[Natural-language object grounding data]
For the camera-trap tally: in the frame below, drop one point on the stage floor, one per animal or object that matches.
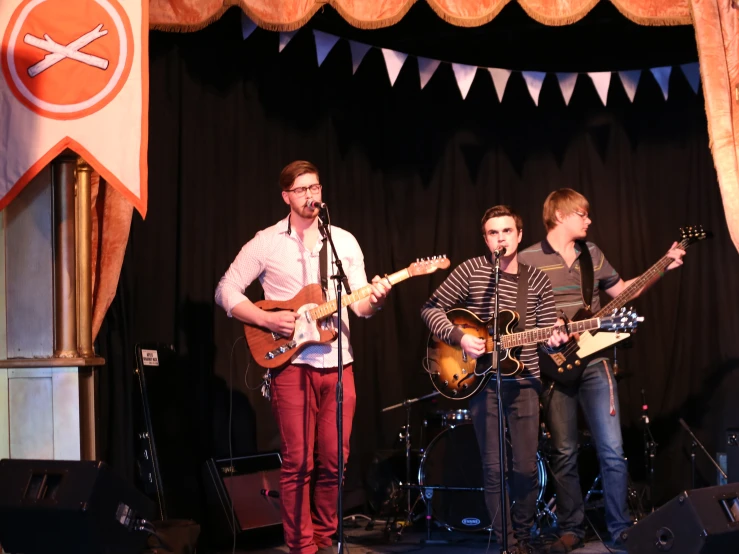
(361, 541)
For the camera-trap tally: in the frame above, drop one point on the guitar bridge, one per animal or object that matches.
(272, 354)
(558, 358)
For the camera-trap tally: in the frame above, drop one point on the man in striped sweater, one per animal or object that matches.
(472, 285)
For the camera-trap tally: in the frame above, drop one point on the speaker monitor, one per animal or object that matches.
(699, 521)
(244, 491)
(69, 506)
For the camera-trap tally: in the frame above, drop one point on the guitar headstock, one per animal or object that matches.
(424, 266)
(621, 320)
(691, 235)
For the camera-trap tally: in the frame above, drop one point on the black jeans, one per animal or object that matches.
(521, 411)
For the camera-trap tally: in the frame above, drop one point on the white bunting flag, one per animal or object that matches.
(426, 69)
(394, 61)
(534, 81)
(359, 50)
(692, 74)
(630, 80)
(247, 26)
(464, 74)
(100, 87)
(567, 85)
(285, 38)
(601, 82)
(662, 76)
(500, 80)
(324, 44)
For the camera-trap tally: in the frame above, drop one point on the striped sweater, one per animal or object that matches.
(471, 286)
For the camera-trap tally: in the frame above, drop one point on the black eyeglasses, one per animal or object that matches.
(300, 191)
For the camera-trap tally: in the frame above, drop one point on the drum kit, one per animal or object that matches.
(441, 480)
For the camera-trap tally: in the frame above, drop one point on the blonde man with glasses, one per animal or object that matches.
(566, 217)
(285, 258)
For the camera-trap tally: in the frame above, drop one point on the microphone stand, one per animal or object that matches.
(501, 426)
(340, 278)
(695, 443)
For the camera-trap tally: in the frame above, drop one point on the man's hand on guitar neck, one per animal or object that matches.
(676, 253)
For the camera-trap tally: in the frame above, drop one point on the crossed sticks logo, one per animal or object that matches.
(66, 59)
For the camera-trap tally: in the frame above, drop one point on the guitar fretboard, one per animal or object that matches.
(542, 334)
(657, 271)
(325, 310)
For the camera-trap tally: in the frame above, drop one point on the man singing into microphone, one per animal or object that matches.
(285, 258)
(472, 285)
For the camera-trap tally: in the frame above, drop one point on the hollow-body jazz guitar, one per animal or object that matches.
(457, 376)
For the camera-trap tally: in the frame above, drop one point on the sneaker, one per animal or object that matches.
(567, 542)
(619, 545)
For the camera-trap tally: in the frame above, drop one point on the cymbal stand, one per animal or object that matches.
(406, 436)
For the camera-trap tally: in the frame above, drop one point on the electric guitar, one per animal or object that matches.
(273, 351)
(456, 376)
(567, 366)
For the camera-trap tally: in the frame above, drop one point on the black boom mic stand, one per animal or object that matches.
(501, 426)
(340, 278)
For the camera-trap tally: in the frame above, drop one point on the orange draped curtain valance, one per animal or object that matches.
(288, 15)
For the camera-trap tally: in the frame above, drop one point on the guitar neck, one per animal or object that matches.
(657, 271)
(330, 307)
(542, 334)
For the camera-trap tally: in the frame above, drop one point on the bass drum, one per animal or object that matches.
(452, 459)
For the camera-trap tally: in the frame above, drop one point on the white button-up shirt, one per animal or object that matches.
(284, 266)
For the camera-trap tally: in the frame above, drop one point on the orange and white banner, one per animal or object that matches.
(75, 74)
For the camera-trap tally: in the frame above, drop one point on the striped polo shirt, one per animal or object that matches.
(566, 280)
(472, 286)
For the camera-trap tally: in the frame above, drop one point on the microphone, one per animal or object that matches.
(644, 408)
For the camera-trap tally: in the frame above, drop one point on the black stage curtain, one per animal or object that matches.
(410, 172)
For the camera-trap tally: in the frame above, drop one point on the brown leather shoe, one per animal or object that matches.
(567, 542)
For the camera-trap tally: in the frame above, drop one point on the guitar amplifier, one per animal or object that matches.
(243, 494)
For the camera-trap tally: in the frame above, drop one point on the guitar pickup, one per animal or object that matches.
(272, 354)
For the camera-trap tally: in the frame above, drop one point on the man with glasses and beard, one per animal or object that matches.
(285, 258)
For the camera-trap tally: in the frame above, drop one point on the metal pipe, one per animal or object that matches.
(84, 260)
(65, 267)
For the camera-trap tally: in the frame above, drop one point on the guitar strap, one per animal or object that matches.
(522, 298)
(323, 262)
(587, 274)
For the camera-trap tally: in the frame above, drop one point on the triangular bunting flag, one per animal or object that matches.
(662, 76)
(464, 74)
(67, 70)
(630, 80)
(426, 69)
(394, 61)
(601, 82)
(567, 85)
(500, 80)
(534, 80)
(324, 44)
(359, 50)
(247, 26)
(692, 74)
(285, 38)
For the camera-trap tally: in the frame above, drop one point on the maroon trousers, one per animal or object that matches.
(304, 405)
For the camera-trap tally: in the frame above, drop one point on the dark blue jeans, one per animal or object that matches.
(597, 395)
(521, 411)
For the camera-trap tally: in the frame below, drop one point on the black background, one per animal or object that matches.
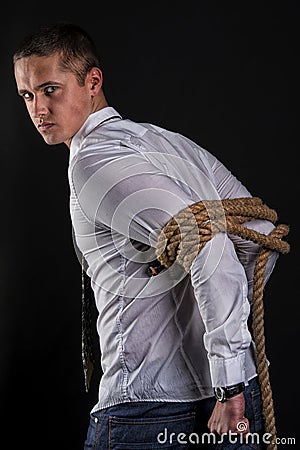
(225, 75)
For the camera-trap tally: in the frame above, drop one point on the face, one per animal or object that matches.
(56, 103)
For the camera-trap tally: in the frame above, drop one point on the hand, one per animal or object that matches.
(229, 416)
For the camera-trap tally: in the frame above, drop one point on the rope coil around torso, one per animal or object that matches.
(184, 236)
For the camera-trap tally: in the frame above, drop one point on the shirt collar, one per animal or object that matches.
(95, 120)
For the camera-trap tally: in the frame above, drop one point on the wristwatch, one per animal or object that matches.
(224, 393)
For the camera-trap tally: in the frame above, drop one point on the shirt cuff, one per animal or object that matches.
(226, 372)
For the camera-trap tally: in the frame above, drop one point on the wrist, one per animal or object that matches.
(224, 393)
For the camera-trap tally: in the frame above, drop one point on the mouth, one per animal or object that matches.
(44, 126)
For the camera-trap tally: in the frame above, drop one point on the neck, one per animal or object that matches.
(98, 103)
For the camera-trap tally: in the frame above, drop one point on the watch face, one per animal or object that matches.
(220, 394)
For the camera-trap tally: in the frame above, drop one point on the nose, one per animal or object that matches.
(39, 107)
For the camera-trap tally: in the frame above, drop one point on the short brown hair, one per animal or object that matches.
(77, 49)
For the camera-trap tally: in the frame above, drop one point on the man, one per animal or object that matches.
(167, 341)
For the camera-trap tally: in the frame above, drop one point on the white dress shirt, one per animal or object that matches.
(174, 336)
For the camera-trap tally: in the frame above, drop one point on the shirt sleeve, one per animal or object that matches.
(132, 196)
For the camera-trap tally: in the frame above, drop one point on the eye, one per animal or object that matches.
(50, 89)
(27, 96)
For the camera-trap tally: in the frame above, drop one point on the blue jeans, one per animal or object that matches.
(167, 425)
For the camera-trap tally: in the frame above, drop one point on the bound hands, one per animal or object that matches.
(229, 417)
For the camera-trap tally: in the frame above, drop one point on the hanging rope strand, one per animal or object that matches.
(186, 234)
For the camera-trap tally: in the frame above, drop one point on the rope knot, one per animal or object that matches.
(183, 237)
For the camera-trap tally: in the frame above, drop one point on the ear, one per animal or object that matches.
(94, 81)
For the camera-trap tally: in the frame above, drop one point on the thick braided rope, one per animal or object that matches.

WHAT YOU WILL DO -> Take every entry and repeat it verbatim, minus the pictures.

SOLUTION ->
For the camera-trap tally: in the frame below, drop one point on the stage floor, one per animal or object that matches.
(361, 541)
For the camera-trap tally: in the frame above, drop one point on the guitar bridge, one per animal or object that matches.
(272, 354)
(558, 358)
For the camera-trap tally: in the frame above, drop one point on the man in striped sweater, one per animal or object that matches.
(472, 285)
For the camera-trap tally: in the frame above, drop one point on the speaker monitor, one per animal or object that matches.
(699, 521)
(244, 491)
(69, 506)
For the camera-trap tally: in the frame above, drop one point on the guitar headstock, one per animal or object that matches.
(424, 266)
(621, 320)
(691, 235)
For the camera-trap tally: in the frame above, drop one point on the black jeans, one per animal or object that matches.
(521, 411)
For the camera-trap tally: in the frame above, drop one point on the white bunting flag, one per animal or object that matches.
(426, 69)
(394, 61)
(534, 81)
(359, 50)
(692, 74)
(630, 80)
(247, 26)
(464, 74)
(100, 87)
(567, 85)
(285, 38)
(601, 82)
(662, 76)
(500, 80)
(324, 44)
For the camera-trap tally: in the frame above, drop one point on the striped sweater, one per animal or object that matches.
(471, 286)
For the camera-trap tally: in the frame above, drop one point on the black eyeglasses, one per animal or object that matches.
(300, 191)
For the camera-trap tally: in the frame above, drop one point on the drum kit, one per animal or object that matches.
(441, 480)
For the camera-trap tally: in the frame above, drop one point on the blonde man with glasses, one per animal or object that matches.
(566, 217)
(285, 258)
For the camera-trap tally: in the frame above, drop one point on the microphone stand, one per animal or object that matches.
(501, 426)
(340, 278)
(695, 443)
For the camera-trap tally: in the frame above, drop one point on the man's hand on guitar neck, one per animal or object that matches.
(676, 253)
For the camera-trap tally: in the frame above, drop one point on the crossed sticks logo, one per animal or object that matches.
(66, 59)
For the camera-trap tally: in the frame above, drop one point on the guitar fretboard, one per animal or object that matches.
(542, 334)
(657, 271)
(325, 310)
For the camera-trap tally: in the frame above, drop one point on the man singing into microphone, one per animal or object that matches.
(285, 258)
(472, 285)
For the camera-trap tally: in the frame above, drop one point on the hollow-body jazz guitar, one per animal or object that matches.
(457, 376)
For the camera-trap tally: in the frame above, drop one point on the sneaker, one per animal or object that matches.
(567, 542)
(619, 545)
For the camera-trap tally: in the frame above, drop one point on the cymbal stand, one per animal or object that matches.
(406, 436)
For the camera-trap tally: in the frame above, drop one point on the electric guitar, one per animal or object that matches.
(273, 351)
(456, 376)
(567, 366)
For the camera-trap tally: in the frame above, drop one point on the black boom mic stand, one per animal or object that matches.
(501, 426)
(340, 278)
For the camera-trap tally: in the frame above, drop one point on the orange draped curtain valance, one per animal or object that matches.
(288, 15)
For the camera-trap tally: in the frame above, drop one point on the guitar neck, one per animal or object that matches.
(657, 271)
(330, 307)
(542, 334)
For the camera-trap tally: in the frame above, drop one point on the bass drum, one per animal or object that matches.
(452, 459)
For the camera-trap tally: in the frame above, drop one point on the white button-up shirt, one per animal or object that matches.
(284, 266)
For the camera-trap tally: in the frame above, drop one point on the orange and white banner, one per animal or object that matches.
(75, 74)
For the camera-trap tally: in the frame above, drop one point on the striped polo shirt, one per animal or object that matches.
(566, 280)
(472, 286)
For the camera-trap tally: in the frame above, drop one point on the microphone, one per animal or object that matches.
(644, 408)
For the camera-trap tally: in the frame above, drop one point on the black stage curtain, one per animal or object that matches.
(410, 172)
For the camera-trap tally: in the frame above, drop one point on the brown leather shoe, one per animal or object that matches.
(567, 542)
For the camera-trap tally: in the frame above, drop one point on the guitar amplifier, one per animal or object that matches.
(243, 494)
For the camera-trap tally: in the frame above, drop one point on the guitar pickup, one per animal or object that matches.
(272, 354)
For the camera-trap tally: in the frame above, drop one point on the man with glasses and beard, one per animal or object that matches.
(285, 258)
For the camera-trap tally: in the frame above, drop one point on the metal pipe, one per animal or object that matches.
(84, 260)
(65, 267)
For the camera-trap tally: in the frame above, drop one point on the guitar strap, one per animal or object that matches.
(522, 298)
(323, 262)
(587, 274)
For the camera-trap tally: in the frame above, drop one point on the triangular bunting flag, one per animal or object that matches.
(662, 76)
(464, 74)
(67, 70)
(630, 80)
(426, 69)
(394, 61)
(601, 82)
(567, 85)
(500, 80)
(534, 80)
(324, 44)
(359, 50)
(247, 26)
(692, 74)
(285, 38)
For the camera-trap tally: in the frame above, drop one point on the maroon trousers, one per animal or object that matches.
(304, 405)
For the camera-trap tally: in the frame above, drop one point on the dark blue jeans, one per animal or object that matches.
(597, 395)
(521, 411)
For the camera-trap tally: in the frame below, drop one point on the black background, one per animal or object that matches.
(225, 75)
For the camera-trap tally: in the frame above, drop one point on the face, one per animal or object that matches.
(56, 103)
For the camera-trap tally: in the frame above, drop one point on the hand, one per animal or object that matches.
(229, 416)
For the camera-trap tally: in the frame above, drop one point on the rope coil around torso, one per animal or object that matches.
(184, 236)
For the camera-trap tally: in the frame above, drop one point on the shirt collar, one per animal or object that matches.
(95, 120)
For the camera-trap tally: in the frame above, drop one point on the wristwatch, one per animal or object that matches.
(224, 393)
For the camera-trap tally: in the frame above, drop one point on the shirt cuff, one per animal or object that matches.
(226, 372)
For the camera-trap tally: in the frame above, drop one point on the wrist, one per animal or object that matches.
(224, 393)
For the camera-trap tally: in the frame above, drop one point on the mouth, one per animal or object that matches.
(44, 126)
For the camera-trap tally: in the frame above, drop one point on the neck, one per animal or object that matches.
(98, 103)
For the camera-trap tally: in the frame above, drop one point on the watch face, one per animal or object that matches.
(220, 394)
For the camera-trap tally: in the frame above, drop one point on the nose, one per animal or object that matches.
(39, 107)
For the camera-trap tally: in the frame above, drop one point on the short brown hair, one per animal or object that matches.
(77, 49)
For the camera-trap tally: in the frame above, drop one point on the man, one per animal or object that matches.
(167, 341)
For the camera-trap tally: in the frame above, drop one point on the white dress shirt, one per animal or object that matches.
(174, 336)
For the camera-trap tally: in the frame above, drop one point on the shirt sleeve, one per animal or object that matches.
(132, 196)
For the camera-trap tally: in the frame above, drop one point on the eye, one per animal or object that matches.
(50, 89)
(27, 96)
For the camera-trap tally: in the frame above, drop one point on the blue jeans, one per animal or object that matches.
(167, 425)
For the camera-trap tally: in the frame above, drop one point on the bound hands, one per animal or object that matches.
(229, 417)
For the camera-trap tally: in the frame above, drop one point on the hanging rope strand, one per animal or object that matches.
(186, 234)
For the camera-trap tally: in the frame above, drop one point on the rope knot, one per animal or object that matches.
(183, 237)
For the camera-trap tally: in the frame above, drop one point on the ear, one per animal or object that matches.
(94, 81)
For the camera-trap tally: in the frame above, drop one point on the thick braided rope, one per animal or object that matches.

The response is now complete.